■ Exercise details ■
Give back the lines of the records exactly, starting at the first and ending at the one with "positive clicks: (556, 19) (62, 337)".
= = = =
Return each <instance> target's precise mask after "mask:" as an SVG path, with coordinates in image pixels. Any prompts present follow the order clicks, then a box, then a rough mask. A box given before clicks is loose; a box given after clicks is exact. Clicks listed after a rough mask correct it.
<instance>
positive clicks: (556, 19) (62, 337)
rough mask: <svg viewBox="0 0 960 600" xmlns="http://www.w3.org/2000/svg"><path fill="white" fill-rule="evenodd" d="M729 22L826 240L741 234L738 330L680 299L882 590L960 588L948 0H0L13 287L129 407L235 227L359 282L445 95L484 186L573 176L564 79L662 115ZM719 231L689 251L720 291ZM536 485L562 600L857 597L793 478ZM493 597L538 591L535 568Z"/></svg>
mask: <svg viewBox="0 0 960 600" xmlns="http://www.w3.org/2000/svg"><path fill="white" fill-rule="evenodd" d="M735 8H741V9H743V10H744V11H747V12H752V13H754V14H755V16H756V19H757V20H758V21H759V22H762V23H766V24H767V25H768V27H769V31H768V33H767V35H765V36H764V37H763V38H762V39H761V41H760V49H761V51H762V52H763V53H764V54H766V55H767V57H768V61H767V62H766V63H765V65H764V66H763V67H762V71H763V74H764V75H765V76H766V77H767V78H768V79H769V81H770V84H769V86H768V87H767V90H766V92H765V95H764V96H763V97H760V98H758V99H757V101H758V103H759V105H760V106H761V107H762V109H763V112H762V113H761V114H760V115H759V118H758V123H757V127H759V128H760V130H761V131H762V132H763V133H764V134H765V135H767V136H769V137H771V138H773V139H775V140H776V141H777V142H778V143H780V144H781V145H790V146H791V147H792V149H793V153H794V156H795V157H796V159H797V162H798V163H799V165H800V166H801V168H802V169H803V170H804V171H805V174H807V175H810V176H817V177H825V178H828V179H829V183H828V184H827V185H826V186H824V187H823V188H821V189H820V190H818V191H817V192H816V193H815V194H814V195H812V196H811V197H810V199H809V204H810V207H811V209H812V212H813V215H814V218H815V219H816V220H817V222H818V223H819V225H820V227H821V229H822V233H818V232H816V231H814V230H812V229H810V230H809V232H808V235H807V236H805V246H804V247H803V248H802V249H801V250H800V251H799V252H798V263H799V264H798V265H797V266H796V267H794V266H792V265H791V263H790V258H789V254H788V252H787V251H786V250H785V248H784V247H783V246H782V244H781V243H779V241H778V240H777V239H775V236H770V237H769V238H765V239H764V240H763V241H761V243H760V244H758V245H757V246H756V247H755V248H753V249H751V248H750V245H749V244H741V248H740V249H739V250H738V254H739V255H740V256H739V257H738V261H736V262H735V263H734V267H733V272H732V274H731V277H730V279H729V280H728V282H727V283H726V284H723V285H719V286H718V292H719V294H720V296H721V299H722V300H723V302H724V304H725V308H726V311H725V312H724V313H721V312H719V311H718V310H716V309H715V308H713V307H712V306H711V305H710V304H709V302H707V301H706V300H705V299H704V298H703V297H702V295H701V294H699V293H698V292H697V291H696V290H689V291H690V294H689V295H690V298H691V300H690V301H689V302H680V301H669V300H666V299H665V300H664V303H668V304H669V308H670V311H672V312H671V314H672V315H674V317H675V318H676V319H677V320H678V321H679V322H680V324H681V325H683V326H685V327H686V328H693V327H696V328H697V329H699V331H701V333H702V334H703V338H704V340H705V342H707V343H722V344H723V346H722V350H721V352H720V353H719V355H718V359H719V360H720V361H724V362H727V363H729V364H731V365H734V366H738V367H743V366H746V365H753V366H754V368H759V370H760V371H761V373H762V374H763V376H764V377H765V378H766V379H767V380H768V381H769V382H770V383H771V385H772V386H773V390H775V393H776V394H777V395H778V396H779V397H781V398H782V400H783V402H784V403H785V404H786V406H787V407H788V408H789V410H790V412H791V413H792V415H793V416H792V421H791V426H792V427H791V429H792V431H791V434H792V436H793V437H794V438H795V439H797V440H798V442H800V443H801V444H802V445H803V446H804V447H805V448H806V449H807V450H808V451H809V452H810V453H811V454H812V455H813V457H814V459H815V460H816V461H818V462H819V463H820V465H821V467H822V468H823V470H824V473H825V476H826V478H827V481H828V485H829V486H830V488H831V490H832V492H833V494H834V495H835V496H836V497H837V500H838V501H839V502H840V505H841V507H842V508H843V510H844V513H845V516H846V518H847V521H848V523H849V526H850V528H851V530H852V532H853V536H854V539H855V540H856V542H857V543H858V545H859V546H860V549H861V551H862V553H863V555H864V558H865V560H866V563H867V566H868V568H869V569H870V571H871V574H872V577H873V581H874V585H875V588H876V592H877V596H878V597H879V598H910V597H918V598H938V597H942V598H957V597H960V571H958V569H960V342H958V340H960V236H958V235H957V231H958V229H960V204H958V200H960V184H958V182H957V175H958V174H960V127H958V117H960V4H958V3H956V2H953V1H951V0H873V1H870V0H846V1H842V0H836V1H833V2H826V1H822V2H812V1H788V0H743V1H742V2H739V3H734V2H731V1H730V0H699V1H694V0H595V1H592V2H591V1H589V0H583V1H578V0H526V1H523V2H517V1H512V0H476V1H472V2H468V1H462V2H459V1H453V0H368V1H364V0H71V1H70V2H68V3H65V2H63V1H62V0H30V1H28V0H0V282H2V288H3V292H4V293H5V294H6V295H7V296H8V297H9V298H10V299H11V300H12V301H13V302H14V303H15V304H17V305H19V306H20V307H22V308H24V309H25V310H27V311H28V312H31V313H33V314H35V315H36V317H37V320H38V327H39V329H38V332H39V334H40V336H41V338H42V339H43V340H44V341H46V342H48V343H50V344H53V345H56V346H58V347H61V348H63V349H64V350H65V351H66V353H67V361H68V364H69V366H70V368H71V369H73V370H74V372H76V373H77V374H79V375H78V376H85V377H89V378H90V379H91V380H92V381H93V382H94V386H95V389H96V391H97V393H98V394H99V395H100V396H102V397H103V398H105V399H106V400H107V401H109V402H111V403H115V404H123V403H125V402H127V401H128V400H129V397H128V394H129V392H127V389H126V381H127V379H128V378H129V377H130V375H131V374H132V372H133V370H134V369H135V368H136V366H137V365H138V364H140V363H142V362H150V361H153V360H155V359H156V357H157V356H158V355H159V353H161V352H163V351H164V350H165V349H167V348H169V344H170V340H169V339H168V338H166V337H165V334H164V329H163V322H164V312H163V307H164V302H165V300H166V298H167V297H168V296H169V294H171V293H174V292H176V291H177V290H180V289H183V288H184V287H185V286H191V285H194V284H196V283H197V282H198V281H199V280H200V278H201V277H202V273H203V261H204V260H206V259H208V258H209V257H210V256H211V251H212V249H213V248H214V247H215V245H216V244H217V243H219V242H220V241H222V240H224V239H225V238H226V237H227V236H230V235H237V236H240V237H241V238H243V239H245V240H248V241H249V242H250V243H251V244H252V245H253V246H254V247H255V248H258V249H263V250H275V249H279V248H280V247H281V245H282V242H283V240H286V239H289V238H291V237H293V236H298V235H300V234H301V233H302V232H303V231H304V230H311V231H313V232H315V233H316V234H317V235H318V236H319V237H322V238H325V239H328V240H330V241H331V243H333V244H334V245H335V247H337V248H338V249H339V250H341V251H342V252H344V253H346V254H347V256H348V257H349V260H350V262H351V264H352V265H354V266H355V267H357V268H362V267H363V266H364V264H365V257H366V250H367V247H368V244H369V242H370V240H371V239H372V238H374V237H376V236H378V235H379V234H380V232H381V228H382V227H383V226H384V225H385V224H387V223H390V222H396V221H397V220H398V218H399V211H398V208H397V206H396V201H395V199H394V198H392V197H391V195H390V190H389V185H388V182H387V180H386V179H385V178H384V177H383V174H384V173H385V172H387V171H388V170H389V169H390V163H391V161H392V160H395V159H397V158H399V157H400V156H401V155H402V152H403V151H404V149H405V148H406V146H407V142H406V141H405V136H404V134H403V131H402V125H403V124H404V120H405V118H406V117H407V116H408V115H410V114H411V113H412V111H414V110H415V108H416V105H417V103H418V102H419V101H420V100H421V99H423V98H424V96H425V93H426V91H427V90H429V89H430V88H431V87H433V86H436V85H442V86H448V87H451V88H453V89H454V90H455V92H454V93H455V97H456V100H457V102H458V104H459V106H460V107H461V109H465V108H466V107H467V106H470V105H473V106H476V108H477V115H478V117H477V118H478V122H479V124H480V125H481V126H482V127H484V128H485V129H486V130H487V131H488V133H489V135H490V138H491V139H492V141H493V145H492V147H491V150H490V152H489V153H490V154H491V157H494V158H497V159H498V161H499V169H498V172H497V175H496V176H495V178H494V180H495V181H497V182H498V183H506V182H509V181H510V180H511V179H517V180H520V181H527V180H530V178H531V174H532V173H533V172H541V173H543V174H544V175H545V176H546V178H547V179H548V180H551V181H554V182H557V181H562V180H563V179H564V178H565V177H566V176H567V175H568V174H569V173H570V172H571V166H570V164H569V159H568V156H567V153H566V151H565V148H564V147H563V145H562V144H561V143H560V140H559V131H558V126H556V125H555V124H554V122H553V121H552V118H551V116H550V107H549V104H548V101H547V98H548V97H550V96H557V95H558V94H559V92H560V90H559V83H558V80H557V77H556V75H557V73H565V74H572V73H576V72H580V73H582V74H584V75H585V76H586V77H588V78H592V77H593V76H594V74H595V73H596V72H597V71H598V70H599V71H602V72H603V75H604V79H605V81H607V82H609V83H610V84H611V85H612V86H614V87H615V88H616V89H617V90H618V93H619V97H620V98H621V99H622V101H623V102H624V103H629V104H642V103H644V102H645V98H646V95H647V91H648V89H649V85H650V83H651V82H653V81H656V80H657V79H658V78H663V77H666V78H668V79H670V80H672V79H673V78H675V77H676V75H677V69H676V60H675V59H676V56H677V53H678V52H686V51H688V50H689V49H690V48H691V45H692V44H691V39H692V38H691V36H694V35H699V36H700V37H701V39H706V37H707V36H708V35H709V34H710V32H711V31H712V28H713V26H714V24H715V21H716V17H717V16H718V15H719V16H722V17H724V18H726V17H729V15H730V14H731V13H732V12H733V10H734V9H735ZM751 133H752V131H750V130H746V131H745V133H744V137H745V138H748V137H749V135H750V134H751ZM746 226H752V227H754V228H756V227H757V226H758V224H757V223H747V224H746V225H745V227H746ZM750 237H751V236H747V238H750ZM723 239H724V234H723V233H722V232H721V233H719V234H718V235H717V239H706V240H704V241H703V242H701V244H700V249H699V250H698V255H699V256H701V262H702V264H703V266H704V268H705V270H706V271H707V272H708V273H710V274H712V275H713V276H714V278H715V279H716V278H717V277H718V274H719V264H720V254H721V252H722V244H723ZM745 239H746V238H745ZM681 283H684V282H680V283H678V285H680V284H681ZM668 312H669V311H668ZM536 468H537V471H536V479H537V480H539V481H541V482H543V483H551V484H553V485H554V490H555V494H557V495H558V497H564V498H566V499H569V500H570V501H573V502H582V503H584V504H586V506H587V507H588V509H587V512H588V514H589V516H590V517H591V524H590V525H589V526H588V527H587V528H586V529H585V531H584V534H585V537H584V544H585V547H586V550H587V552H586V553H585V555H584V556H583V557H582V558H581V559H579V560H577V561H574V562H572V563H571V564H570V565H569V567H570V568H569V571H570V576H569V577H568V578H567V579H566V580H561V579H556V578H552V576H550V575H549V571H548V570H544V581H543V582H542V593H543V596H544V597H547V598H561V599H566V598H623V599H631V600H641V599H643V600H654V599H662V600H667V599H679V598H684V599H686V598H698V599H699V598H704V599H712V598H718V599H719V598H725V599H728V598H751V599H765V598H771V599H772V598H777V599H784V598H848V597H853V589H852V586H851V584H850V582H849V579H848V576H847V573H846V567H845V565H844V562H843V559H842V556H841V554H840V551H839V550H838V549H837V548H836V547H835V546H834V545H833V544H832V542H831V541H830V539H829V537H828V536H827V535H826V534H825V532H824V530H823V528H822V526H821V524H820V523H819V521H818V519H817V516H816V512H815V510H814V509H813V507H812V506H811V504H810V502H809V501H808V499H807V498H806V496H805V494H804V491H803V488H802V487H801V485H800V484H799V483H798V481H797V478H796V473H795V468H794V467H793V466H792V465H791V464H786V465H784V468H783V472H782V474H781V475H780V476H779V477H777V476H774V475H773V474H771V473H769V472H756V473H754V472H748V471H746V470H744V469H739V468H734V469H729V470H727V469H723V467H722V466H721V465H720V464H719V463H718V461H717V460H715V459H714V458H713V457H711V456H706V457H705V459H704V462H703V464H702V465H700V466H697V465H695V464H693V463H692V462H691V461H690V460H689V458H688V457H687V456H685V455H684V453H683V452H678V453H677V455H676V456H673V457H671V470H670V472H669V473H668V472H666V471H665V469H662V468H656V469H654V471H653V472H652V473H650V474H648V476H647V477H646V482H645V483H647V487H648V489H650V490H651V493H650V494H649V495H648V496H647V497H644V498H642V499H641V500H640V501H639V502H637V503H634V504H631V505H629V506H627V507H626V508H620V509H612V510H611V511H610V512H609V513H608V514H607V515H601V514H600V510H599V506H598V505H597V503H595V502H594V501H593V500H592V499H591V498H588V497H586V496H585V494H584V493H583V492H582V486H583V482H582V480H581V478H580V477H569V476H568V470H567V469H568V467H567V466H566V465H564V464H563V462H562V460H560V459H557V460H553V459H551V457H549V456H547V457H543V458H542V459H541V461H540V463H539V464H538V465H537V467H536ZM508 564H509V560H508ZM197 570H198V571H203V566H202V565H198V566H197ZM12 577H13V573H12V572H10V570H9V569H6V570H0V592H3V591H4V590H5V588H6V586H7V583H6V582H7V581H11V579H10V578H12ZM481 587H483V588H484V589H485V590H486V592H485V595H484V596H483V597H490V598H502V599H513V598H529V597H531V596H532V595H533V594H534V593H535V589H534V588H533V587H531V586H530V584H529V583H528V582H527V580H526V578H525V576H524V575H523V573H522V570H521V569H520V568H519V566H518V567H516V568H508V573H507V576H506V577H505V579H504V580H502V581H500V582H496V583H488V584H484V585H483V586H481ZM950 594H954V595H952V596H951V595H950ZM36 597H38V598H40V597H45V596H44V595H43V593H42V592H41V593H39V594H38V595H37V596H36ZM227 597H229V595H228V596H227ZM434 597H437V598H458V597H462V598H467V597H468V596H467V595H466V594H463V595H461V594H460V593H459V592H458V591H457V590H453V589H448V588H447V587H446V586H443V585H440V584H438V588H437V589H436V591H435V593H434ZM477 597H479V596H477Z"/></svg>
= = = =
■ Worked solution ■
Return each <instance> target's precise mask after "mask:" as an SVG path, with coordinates in image pixels. Any prompts present follow the order clicks, then a box, then a rough mask. A box given before clicks is loose; a box given after clicks is exact. Clicks listed after a rough mask correct it.
<instance>
positive clicks: (556, 19) (62, 337)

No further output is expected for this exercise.